### ОТРЫВОК ТЕКСТА

◆ ◆ ◆ ◆ ◆ ◆ ◆

Осип Мандельштам в 1937 году (перед высылкой из Москвы)
Тем временем исчезнувший Костарев, желая занять квартиру Мандельштама, добивается его высылки из Москвы. Поэта лишают права проживания в Москве — как «имеющего судимость». Мандельштам обдумывает даже возможность возвращения в Воронеж, город своей ссылки, звонит по телефону своей последней воронежской хозяйке и, в конце концов, узнает в милиции, что ему запрещено жить не в двенадцати городах, как это значилось после пересмотра первого приговора (по формуле «минус двенадцать»), но в семидесяти, включая Воронеж. Кроме того, он обязан был находиться за пределами стокилометровой зоны. Это означало полный отрыв от городской и культурной жизни.
25 июня Мандельштамов навестил сотрудник милиции с предписанием: покинуть Москву в течение двадцати четырех часов. Перед ними вновь замаячил призрак прежней кочевой жизни. В полном отчаянии Мандельштам симулирует сердечный приступ — надеется, что таким способом ему удастся продлить свое пребывание в Москве. Предполагалось, что Эмма Герштейн — после того как он станет биться в притворном припадке — выбежит на улицу и, стоя перед подъездом, начнет кричать: «Безобразие! Поэта выкидывают из квартиры!! Больного поэта высылают из Москвы!!!» По ее словам, Мандельштам нес какую-то чепуху насчет симуляции как «самого испытанного метода политической борьбы». Герштейн отказалась принимать участие в этом жалком спектакле[386].

◆ ◆ ◆ ◆ ◆ ◆ ◆

(Строки для определения позиции)
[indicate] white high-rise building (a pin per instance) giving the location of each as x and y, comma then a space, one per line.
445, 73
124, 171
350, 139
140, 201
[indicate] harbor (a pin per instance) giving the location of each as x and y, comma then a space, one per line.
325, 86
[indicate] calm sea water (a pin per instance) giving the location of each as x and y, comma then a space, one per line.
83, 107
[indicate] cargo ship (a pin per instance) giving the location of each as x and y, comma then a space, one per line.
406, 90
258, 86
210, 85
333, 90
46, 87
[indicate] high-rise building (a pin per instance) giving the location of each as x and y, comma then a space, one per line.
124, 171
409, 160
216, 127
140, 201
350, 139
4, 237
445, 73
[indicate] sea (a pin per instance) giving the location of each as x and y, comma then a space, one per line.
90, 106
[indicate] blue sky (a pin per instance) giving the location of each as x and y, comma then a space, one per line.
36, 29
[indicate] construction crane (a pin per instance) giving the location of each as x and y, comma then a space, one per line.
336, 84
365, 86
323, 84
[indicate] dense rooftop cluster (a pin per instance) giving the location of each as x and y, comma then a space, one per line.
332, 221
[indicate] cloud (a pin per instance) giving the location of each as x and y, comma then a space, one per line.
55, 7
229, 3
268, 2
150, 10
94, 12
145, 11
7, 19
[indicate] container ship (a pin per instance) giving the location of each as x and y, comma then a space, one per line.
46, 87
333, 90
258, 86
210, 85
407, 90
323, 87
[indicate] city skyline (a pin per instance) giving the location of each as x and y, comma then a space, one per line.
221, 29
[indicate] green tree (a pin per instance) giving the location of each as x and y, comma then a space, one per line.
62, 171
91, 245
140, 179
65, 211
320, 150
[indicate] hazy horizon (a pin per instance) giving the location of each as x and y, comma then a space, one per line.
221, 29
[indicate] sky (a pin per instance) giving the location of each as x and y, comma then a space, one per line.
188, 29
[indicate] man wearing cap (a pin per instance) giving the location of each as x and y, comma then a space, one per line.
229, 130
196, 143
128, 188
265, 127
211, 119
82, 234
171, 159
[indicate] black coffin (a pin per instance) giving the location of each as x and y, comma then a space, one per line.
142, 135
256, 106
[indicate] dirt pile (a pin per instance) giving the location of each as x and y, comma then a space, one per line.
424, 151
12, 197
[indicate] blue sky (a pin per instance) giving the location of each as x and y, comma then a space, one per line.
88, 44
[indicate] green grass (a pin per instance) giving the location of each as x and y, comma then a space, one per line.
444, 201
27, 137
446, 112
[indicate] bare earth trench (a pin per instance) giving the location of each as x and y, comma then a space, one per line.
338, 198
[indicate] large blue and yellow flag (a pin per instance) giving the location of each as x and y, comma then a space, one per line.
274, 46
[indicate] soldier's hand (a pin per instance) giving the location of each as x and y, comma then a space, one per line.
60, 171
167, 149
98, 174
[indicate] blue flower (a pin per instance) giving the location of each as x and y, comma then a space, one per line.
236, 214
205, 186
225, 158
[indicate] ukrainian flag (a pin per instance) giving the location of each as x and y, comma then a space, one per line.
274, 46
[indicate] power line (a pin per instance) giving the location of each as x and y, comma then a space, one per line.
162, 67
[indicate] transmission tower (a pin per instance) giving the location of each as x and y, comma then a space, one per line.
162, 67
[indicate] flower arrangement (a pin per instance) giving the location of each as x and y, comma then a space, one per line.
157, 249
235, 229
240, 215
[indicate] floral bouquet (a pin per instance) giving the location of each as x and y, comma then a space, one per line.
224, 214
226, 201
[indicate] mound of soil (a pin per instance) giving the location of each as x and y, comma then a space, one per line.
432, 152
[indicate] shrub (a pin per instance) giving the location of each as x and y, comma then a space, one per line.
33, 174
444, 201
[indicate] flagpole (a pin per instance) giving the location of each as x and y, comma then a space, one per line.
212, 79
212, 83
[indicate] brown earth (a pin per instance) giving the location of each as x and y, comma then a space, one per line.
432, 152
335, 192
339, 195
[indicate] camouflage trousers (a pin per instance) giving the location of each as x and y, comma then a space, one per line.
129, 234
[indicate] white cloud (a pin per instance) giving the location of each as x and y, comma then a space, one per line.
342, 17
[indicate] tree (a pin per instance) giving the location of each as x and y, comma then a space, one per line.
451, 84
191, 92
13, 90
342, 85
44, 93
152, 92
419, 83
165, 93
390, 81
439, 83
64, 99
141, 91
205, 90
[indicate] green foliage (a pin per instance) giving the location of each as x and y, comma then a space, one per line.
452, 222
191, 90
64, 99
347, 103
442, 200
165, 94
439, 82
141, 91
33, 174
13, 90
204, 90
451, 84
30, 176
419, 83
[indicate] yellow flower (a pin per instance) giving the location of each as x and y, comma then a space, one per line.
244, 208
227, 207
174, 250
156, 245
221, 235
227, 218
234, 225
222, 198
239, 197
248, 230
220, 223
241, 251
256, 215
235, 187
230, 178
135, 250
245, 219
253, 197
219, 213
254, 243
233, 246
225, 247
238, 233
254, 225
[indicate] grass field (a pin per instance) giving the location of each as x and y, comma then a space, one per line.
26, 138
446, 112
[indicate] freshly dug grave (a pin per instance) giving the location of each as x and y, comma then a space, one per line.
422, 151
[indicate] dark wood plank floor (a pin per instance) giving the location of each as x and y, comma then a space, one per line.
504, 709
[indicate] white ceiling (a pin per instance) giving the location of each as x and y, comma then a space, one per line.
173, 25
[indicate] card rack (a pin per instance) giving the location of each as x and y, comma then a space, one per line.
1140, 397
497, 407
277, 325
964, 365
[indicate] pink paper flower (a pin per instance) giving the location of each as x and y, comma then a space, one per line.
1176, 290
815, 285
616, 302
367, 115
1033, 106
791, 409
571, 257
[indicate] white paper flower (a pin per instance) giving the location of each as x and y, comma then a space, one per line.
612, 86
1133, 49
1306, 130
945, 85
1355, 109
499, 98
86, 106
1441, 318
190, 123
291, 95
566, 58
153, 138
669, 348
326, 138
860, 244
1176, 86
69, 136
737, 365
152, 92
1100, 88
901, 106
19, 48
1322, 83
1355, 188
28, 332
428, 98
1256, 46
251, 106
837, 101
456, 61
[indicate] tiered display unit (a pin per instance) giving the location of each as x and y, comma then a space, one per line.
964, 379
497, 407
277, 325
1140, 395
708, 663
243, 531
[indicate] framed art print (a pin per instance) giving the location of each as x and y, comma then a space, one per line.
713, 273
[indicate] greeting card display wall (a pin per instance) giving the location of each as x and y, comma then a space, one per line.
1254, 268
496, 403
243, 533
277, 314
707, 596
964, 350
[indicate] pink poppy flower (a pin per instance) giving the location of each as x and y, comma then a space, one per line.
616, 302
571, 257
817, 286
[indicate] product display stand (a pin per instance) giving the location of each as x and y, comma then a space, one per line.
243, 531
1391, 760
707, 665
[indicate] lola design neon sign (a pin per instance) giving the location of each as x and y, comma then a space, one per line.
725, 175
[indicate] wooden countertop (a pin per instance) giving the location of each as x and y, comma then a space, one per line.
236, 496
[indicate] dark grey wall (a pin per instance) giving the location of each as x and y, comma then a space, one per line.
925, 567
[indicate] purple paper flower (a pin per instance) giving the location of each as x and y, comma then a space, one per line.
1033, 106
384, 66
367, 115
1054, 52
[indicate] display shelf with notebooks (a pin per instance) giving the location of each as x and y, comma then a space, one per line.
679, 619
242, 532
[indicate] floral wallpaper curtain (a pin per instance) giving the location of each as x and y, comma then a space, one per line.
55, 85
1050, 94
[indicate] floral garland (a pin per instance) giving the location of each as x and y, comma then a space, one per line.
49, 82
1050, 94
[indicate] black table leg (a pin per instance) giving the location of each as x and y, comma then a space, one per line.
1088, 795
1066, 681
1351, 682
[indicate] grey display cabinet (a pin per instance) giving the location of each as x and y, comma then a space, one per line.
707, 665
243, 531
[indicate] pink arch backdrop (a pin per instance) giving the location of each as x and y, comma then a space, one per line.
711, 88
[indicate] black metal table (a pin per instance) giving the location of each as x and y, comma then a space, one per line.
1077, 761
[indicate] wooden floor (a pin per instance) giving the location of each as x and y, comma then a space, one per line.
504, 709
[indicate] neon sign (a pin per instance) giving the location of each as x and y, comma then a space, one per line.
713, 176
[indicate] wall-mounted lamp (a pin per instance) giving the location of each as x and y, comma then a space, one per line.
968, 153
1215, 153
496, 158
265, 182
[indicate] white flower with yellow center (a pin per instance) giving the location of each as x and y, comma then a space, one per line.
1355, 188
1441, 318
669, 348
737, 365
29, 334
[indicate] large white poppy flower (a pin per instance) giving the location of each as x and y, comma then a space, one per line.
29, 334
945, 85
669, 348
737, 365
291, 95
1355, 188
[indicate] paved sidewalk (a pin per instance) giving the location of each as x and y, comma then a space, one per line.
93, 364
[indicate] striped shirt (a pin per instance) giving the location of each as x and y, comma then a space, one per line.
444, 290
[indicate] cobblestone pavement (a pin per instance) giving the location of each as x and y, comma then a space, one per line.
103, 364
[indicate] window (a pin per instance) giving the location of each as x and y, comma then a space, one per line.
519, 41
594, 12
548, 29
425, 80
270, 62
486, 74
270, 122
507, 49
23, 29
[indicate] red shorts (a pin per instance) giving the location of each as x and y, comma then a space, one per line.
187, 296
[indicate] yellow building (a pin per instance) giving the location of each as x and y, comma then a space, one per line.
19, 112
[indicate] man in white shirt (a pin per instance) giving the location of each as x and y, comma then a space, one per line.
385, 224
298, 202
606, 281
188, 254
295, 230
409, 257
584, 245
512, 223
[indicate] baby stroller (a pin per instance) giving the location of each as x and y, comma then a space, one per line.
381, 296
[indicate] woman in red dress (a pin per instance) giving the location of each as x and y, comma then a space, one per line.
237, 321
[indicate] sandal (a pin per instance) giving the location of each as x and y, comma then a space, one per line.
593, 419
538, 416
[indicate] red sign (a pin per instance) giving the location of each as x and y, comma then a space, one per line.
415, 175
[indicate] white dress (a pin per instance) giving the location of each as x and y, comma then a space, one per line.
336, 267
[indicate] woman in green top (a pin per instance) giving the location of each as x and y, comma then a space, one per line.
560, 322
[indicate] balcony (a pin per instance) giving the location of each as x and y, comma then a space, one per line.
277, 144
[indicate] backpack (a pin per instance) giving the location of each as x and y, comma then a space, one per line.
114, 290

◆ ◆ ◆ ◆ ◆ ◆ ◆

### ЗАДАНИЯ
• a. Выпишите из отрывка о Мандельштаме фрагмент от слов «Осип Мандельштам в» до слов «и культурной жизни.» включительно.
• b. Продолжите отрывок о Мандельштаме, начав сразу после его последнего предложения.
Для работы эти строки не понадобятся.

### ОТВЕТЫ К ЗАДАНИЯМ
• a.
Осип Мандельштам в 1937 году (перед высылкой из Москвы)
Тем временем исчезнувший Костарев, желая занять квартиру Мандельштама, добивается его высылки из Москвы. Поэта лишают права проживания в Москве — как «имеющего судимость». Мандельштам обдумывает даже возможность возвращения в Воронеж, город своей ссылки, звонит по телефону своей последней воронежской хозяйке и, в конце концов, узнает в милиции, что ему запрещено жить не в двенадцати городах, как это значилось после пересмотра первого приговора (по формуле «минус двенадцать»), но в семидесяти, включая Воронеж. Кроме того, он обязан был находиться за пределами стокилометровой зоны. Это означало полный отрыв от городской и культурной жизни.

• b.
С Эммой Герштейн Мандельштамы познакомились в октябре 1928 года в Узком под Москвой — в санатории ЦЕКУБУ (Центральная комиссия по улучшению быта ученых). В тридцатые годы она часто и близко общалась с Мандельштамами и на основании этой близости, во многом, возможно, мнимой, опубликовала в девяностопятилетнем возрасте свои — весьма критические — воспоминания о них обоих. Спустя несколько десятилетий после разыгранного поэтом «припадка» она все еще с неприязнью пишет о Мандельштамах, которые якобы пытались ее использовать, видя в ней уже не «соратницу», а «рабыню». В то же время она говорит о тяжко «травмированном» поэте[387]. Видимо, ей было не понять всей глубины его отчаяния.
На самом деле, Мандельштам просто не постигал сути исторического момента. В год Большого Террора уже не существовало «индивидуального подхода», симуляция и протест утратили всякий смысл. После второго показательного процесса в январе — феврале 1937 года механизм уничтожения работал с бешеным ускорением. Нарком внутренних дел Ежов, исполнитель политики сталинских «чисток», чувствовал, что его поддерживают и поощряют сверху. 27 июля 1937 года за свое невероятное усердие в деле уничтожения «врагов народа» Ежов получает орден Ленина, причем — из рук самого Сталина. В период между сентябрем и декабрем 1937 года под руководством Ежова было подготовлено тридцать пять показательных процессов. Каждый из них должен был сопровождаться массовыми арестами и расстрелами.
В конце июня 1937 года Мандельштамы ищут себе временное жилье, пытаясь найти его как можно ближе к стокилометровой зоне. Их выбор падает на волжский поселок Савелово, расположенный к северу от Москвы, напротив городка Кимры. Они принимают опасное решение: игнорировать запрет на пребывание в Москве. Вновь и вновь они наезжают в Москву в поисках работы и денег. Лишь немногие осмеливаются приютить гонимую пару, рискуя навлечь на себя серьезные неприятности. Напуганные литераторы, встречая Мандельштама на московских улицах, даже опасаются с ним здороваться; они видят перед собой призрак — мертвеца, восставшего из гроба.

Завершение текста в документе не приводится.